(Region labeling records)
__________

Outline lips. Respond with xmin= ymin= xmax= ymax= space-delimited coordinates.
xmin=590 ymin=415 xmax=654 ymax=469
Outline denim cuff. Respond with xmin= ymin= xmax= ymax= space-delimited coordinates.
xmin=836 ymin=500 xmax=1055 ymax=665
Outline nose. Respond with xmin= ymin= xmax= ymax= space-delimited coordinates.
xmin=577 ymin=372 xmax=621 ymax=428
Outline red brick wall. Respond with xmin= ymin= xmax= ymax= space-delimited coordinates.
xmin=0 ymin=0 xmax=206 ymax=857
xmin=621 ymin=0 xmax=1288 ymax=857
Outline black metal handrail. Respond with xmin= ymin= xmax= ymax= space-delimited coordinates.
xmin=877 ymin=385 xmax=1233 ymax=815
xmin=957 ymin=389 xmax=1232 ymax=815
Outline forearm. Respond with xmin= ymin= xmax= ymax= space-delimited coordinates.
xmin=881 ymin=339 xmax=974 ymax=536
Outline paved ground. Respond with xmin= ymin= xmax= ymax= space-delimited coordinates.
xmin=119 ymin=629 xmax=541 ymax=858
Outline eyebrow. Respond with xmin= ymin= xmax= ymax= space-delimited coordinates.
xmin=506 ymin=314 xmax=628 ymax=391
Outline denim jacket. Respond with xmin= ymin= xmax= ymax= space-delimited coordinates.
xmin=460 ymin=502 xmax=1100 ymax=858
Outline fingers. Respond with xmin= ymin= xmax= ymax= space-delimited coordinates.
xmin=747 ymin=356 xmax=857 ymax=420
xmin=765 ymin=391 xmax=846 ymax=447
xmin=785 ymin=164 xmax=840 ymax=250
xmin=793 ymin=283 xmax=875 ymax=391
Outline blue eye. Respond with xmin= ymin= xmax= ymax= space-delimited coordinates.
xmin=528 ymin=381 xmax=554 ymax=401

__________

[Stated problem] Can you update the listing from its start up to and including the line with "xmin=836 ymin=500 xmax=1055 ymax=665" so that "lips" becomes "mouth", and return only those lines with everything else unchanged?

[Exercise result]
Outline mouth. Respond with xmin= ymin= xmax= ymax= space-delimited coordinates.
xmin=590 ymin=415 xmax=654 ymax=469
Outline denim cuff. Respond with xmin= ymin= xmax= ymax= space-delimited coordinates.
xmin=836 ymin=500 xmax=1055 ymax=665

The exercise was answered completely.